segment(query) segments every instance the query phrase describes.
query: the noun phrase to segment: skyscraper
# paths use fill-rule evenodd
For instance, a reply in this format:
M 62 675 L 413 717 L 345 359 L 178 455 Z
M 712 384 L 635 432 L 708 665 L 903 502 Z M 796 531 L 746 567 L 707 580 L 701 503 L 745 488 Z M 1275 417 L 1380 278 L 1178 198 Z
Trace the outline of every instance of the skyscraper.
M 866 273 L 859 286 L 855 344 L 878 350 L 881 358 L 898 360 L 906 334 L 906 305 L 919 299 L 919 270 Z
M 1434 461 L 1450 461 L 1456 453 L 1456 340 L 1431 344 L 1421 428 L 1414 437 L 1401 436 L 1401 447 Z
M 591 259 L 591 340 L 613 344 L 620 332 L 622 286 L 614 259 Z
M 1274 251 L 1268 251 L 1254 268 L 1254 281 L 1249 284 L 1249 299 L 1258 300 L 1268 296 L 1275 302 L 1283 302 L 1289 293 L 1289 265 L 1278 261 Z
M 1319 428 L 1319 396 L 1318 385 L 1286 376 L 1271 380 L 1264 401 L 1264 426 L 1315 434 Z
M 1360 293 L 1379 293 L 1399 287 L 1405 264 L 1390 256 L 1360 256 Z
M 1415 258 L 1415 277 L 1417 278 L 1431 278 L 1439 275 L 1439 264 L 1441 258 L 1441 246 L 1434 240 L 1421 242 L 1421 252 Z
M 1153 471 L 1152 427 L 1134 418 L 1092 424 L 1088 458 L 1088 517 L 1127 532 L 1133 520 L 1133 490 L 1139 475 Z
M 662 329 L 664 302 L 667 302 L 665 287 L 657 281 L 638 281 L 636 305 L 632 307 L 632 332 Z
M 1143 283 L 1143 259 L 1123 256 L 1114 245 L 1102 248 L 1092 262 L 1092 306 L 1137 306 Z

Deine Aufgabe ▸ Gib alle Zeilen oben erneut aus und ersetze darin "skyscraper" durch "tower". Alles andere bleibt unverändert.

Antwort ▸
segment(query) segments every instance the query phrase describes.
query: the noun phrase to segment: tower
# paths use fill-rule evenodd
For instance, a reply in this format:
M 62 675 L 413 717 L 345 359 L 178 455 Z
M 712 384 L 635 432 L 708 665 L 903 502 Z M 796 531 L 746 567 L 707 580 L 701 503 L 745 488 Z M 1275 417 L 1380 278 L 1178 198 Z
Trace the outline of every instance of the tower.
M 866 273 L 859 286 L 855 344 L 878 350 L 881 358 L 898 360 L 906 334 L 906 305 L 919 299 L 919 270 Z
M 1434 461 L 1450 461 L 1456 453 L 1456 340 L 1431 344 L 1421 428 L 1414 437 L 1401 436 L 1401 447 Z
M 591 259 L 591 340 L 613 344 L 620 332 L 622 286 L 614 259 Z
M 1274 251 L 1268 251 L 1254 268 L 1254 281 L 1249 284 L 1249 299 L 1258 300 L 1268 296 L 1275 302 L 1283 302 L 1289 293 L 1289 265 L 1278 261 Z
M 1319 428 L 1319 396 L 1318 385 L 1286 376 L 1271 380 L 1264 401 L 1264 426 L 1315 434 Z
M 1360 293 L 1379 293 L 1399 287 L 1405 264 L 1390 256 L 1360 256 Z
M 1415 258 L 1415 277 L 1417 278 L 1431 278 L 1439 275 L 1439 264 L 1441 258 L 1441 246 L 1434 240 L 1421 242 L 1421 252 Z
M 1153 471 L 1152 427 L 1134 418 L 1092 424 L 1088 458 L 1088 517 L 1127 532 L 1133 520 L 1133 490 L 1139 475 Z
M 662 329 L 664 302 L 667 302 L 665 287 L 657 281 L 638 281 L 636 305 L 632 307 L 632 332 Z
M 1143 283 L 1143 259 L 1123 256 L 1114 245 L 1102 248 L 1092 262 L 1092 306 L 1137 306 Z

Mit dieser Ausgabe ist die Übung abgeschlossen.